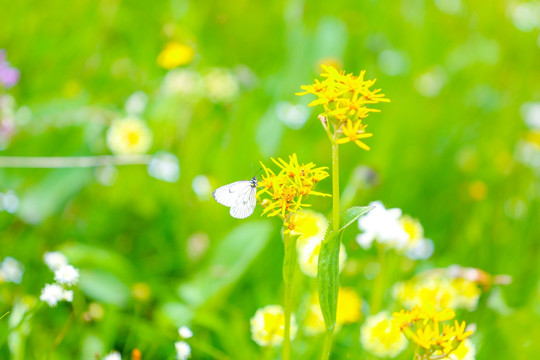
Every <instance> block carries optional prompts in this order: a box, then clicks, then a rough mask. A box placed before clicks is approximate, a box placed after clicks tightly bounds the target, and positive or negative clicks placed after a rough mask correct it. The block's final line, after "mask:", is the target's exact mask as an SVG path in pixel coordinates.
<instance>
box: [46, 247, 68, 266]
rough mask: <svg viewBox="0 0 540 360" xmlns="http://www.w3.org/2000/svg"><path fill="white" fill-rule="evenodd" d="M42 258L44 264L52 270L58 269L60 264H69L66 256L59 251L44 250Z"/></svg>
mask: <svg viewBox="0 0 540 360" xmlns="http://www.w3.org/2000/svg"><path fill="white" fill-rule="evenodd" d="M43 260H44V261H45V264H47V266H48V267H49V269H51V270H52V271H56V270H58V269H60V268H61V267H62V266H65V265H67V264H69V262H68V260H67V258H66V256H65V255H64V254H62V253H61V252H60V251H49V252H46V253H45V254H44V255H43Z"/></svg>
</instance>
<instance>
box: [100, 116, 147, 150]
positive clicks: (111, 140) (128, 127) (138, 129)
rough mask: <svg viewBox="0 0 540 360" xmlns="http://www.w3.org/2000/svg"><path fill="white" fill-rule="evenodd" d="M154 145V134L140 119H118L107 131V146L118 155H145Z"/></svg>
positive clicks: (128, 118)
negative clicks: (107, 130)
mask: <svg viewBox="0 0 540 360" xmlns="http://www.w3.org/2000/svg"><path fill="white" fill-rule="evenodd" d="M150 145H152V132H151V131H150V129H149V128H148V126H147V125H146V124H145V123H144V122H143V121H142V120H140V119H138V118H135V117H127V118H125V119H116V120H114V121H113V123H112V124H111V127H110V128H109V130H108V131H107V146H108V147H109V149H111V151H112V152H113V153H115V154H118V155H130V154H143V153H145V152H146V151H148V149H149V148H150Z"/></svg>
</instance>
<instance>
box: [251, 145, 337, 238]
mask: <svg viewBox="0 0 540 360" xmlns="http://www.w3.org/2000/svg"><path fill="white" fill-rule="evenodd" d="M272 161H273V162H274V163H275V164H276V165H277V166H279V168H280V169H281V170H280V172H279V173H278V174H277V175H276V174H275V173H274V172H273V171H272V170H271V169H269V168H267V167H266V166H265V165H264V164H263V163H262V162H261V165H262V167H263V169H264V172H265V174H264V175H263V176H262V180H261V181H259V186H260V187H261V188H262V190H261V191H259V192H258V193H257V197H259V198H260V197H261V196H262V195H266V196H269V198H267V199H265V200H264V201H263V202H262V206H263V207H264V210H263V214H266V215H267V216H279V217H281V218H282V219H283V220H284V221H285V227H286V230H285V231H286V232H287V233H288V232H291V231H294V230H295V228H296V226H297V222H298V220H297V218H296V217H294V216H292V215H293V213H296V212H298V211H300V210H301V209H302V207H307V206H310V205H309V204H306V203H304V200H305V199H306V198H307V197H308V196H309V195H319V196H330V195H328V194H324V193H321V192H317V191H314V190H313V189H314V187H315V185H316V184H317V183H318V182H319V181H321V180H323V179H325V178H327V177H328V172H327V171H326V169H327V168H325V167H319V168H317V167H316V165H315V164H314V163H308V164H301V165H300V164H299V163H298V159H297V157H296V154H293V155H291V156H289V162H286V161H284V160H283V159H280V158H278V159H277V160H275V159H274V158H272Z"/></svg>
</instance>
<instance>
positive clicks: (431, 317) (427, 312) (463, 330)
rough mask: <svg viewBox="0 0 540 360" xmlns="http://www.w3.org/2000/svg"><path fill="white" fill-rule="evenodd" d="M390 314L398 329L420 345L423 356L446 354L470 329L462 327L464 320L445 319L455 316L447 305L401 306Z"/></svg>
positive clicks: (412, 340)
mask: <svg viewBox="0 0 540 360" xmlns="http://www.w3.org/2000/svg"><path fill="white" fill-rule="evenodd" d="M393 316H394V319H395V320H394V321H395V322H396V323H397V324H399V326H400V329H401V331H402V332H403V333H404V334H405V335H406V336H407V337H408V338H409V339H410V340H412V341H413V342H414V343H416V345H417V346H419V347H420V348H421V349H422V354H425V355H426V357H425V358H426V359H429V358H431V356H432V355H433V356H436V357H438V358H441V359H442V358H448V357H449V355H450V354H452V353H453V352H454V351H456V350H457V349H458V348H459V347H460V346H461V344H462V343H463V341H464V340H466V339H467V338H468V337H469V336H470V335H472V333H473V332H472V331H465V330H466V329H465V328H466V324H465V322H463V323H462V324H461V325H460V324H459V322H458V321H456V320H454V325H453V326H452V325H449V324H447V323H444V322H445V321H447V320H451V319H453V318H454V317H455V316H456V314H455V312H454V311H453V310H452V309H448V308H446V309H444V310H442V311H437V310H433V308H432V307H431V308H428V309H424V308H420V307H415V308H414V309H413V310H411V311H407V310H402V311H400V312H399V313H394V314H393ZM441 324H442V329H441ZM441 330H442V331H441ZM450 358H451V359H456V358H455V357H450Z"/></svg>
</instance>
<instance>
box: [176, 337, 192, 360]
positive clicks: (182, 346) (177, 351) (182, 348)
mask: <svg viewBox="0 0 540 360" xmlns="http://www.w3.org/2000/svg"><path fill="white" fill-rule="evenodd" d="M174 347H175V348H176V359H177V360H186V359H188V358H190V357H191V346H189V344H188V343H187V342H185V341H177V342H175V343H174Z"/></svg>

============

PROBLEM TO WORK ON :: Output the lines above between the one holding "145V134L140 119H118L107 131V146L118" and the one holding "positive clicks: (431, 317)", inclusive, with nothing before or after them.

YOUR SOLUTION ::
rough mask: <svg viewBox="0 0 540 360" xmlns="http://www.w3.org/2000/svg"><path fill="white" fill-rule="evenodd" d="M154 145V134L140 119H118L107 131V146L118 155H145Z"/></svg>
positive clicks: (128, 118)
negative clicks: (107, 130)
mask: <svg viewBox="0 0 540 360" xmlns="http://www.w3.org/2000/svg"><path fill="white" fill-rule="evenodd" d="M150 145H152V132H151V131H150V129H149V128H148V126H147V125H146V124H145V123H144V122H143V121H142V120H140V119H138V118H135V117H127V118H125V119H116V120H114V121H113V123H112V124H111V127H110V128H109V130H108V131H107V146H108V147H109V149H111V151H112V152H113V153H115V154H118V155H130V154H143V153H145V152H146V151H148V149H149V148H150Z"/></svg>
</instance>
<instance>
box: [251, 145, 337, 238]
mask: <svg viewBox="0 0 540 360" xmlns="http://www.w3.org/2000/svg"><path fill="white" fill-rule="evenodd" d="M272 161H273V162H274V163H275V164H276V165H277V166H279V168H280V169H281V170H280V172H279V173H278V174H277V175H276V174H275V173H274V172H273V171H272V170H271V169H269V168H267V167H266V166H265V165H264V164H263V163H262V162H261V165H262V167H263V169H264V172H265V174H264V175H263V176H262V180H261V181H259V186H260V187H261V188H262V190H261V191H259V192H258V193H257V197H259V198H260V197H261V196H262V195H266V196H269V198H267V199H265V200H264V201H263V202H262V206H263V207H264V210H263V214H266V215H267V216H279V217H281V218H282V219H283V220H284V221H285V227H286V230H285V231H286V232H287V233H288V232H291V231H294V230H295V228H296V226H297V222H298V220H297V218H296V217H294V216H292V215H293V213H296V212H298V211H300V210H301V209H302V207H307V206H310V205H309V204H306V203H304V200H305V199H306V198H307V197H308V196H309V195H319V196H330V195H328V194H324V193H321V192H317V191H314V190H313V189H314V187H315V185H316V184H317V183H318V182H319V181H321V180H323V179H325V178H327V177H328V172H327V171H326V169H327V168H325V167H319V168H317V167H316V165H315V164H314V163H308V164H301V165H300V164H299V163H298V159H297V157H296V154H293V155H291V156H289V162H286V161H284V160H283V159H280V158H278V159H277V160H275V159H274V158H272Z"/></svg>
</instance>
<instance>
positive clicks: (431, 317) (427, 312) (463, 330)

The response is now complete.